** BEGIN Dataset content **
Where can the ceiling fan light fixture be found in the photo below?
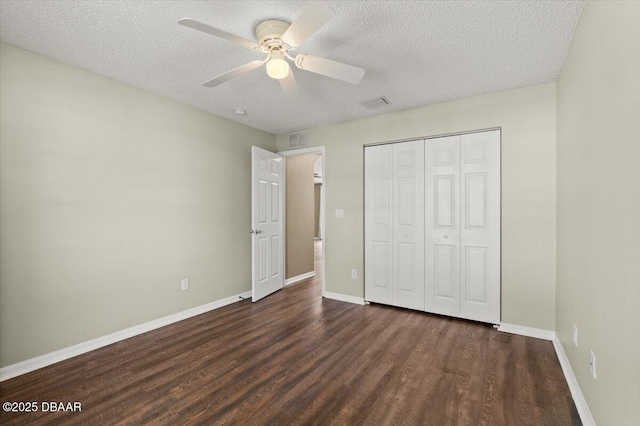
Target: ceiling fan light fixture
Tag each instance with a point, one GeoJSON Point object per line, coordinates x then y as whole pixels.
{"type": "Point", "coordinates": [277, 67]}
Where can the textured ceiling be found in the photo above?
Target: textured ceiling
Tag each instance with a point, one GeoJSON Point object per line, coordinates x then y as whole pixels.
{"type": "Point", "coordinates": [415, 53]}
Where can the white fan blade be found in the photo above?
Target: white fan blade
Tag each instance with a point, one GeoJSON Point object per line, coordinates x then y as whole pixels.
{"type": "Point", "coordinates": [330, 68]}
{"type": "Point", "coordinates": [188, 22]}
{"type": "Point", "coordinates": [314, 16]}
{"type": "Point", "coordinates": [289, 86]}
{"type": "Point", "coordinates": [233, 73]}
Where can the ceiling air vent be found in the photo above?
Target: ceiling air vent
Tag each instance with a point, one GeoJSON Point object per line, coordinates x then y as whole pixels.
{"type": "Point", "coordinates": [376, 103]}
{"type": "Point", "coordinates": [298, 139]}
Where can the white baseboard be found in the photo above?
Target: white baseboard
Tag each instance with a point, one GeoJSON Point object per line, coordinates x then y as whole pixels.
{"type": "Point", "coordinates": [344, 298]}
{"type": "Point", "coordinates": [41, 361]}
{"type": "Point", "coordinates": [538, 333]}
{"type": "Point", "coordinates": [301, 277]}
{"type": "Point", "coordinates": [574, 387]}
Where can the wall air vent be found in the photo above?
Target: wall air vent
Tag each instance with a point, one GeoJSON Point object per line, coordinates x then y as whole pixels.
{"type": "Point", "coordinates": [375, 103]}
{"type": "Point", "coordinates": [298, 140]}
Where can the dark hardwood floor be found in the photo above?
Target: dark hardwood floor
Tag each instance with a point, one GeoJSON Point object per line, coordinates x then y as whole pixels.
{"type": "Point", "coordinates": [295, 358]}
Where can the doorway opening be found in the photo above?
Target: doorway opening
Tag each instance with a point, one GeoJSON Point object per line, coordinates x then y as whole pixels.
{"type": "Point", "coordinates": [304, 219]}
** END Dataset content **
Exactly and only the lines from the line containing "Where can the textured" through the last line of the entries should be copied, both ends included.

Worked answer:
Where can the textured ceiling be found in the photo above?
Target: textured ceiling
Tag each instance with a point, one GeoJSON Point object per line, coordinates x then y as whole pixels.
{"type": "Point", "coordinates": [415, 53]}
Where can the white fan blade be found in the photo above?
Target: white fan blade
Tag each instance with a point, one GeoJSON Point object per line, coordinates x then y as whole pixels.
{"type": "Point", "coordinates": [330, 68]}
{"type": "Point", "coordinates": [188, 22]}
{"type": "Point", "coordinates": [314, 16]}
{"type": "Point", "coordinates": [289, 86]}
{"type": "Point", "coordinates": [233, 73]}
Where can the ceiling air vent be found in the photo above?
Target: ceiling air vent
Tag each instance with a point, one GeoJSON Point object per line, coordinates x then y as whole pixels.
{"type": "Point", "coordinates": [376, 103]}
{"type": "Point", "coordinates": [298, 139]}
Where can the white baseboard be found in the photo above?
Target: white baseboard
Tag each instance with a point, one GeoJSON Point object per line, coordinates x then y as whole pixels.
{"type": "Point", "coordinates": [344, 298]}
{"type": "Point", "coordinates": [41, 361]}
{"type": "Point", "coordinates": [538, 333]}
{"type": "Point", "coordinates": [301, 277]}
{"type": "Point", "coordinates": [574, 387]}
Where can the wall air vent be found in the photo above?
Target: wall air vent
Tag each instance with a point, one GeoJSON Point object per line, coordinates x then y as whole pixels.
{"type": "Point", "coordinates": [375, 103]}
{"type": "Point", "coordinates": [298, 140]}
Where can the dark hardwood floor be found in the photo above?
Target: dark hardwood floor
Tag each instance with a point, one GeoJSON Point object per line, coordinates x then y as whole pixels.
{"type": "Point", "coordinates": [295, 358]}
Where can the doorway opening be found in the photo above?
Target: doorway opening
Tag each instance with a point, one GeoJSON Point object per line, coordinates x then y as whole pixels.
{"type": "Point", "coordinates": [304, 219]}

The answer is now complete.